What is expected ->
Find and copy each line of the listing below that has the word "instance" in it.

================================

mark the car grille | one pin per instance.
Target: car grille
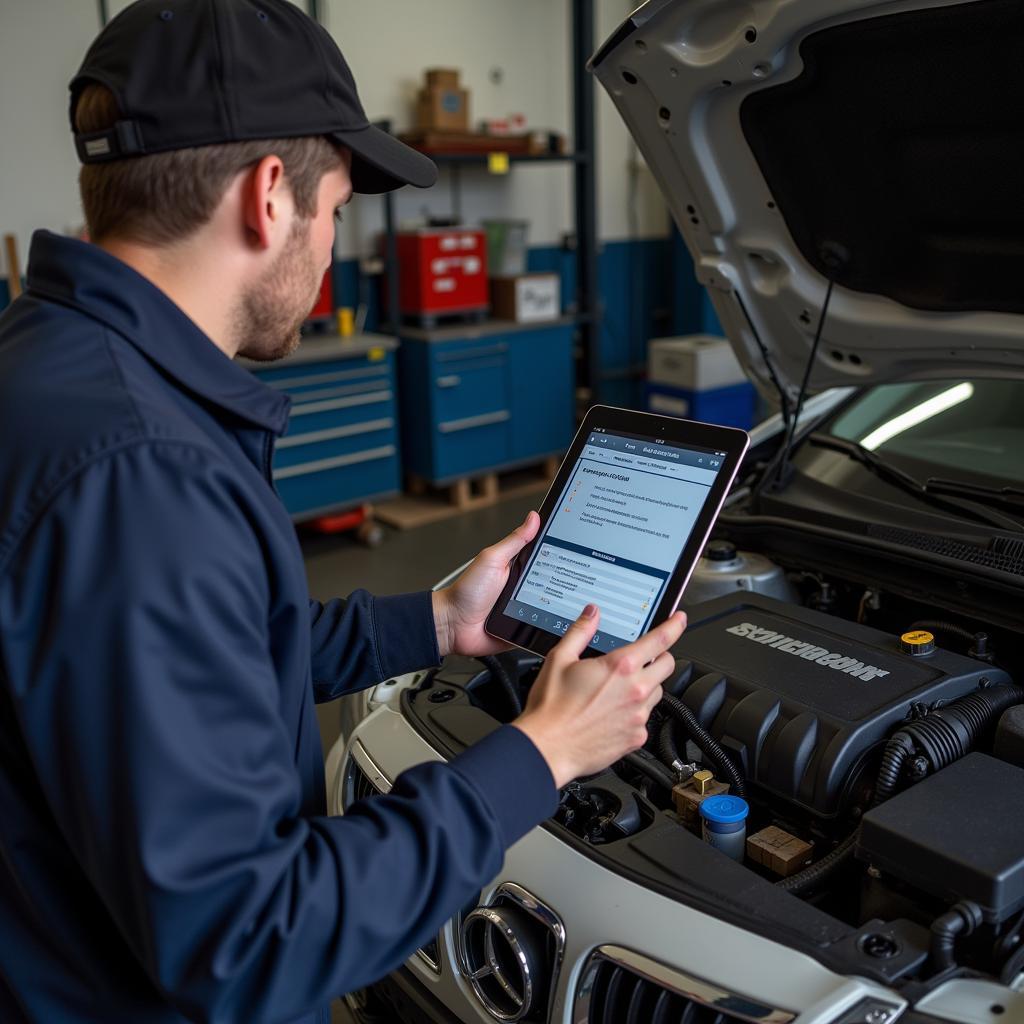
(611, 992)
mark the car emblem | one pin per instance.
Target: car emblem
(498, 965)
(510, 951)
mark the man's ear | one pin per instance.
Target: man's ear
(267, 204)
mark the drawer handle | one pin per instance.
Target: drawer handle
(322, 465)
(284, 383)
(473, 353)
(367, 427)
(356, 399)
(485, 420)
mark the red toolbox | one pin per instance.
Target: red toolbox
(442, 270)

================================

Response area ->
mark the car grille | one pin per instance.
mark the car emblem | one pin per instance.
mark the man's ear | one pin per instance.
mark the drawer handle | one pin per instance.
mark the red toolbox | one pin per instance.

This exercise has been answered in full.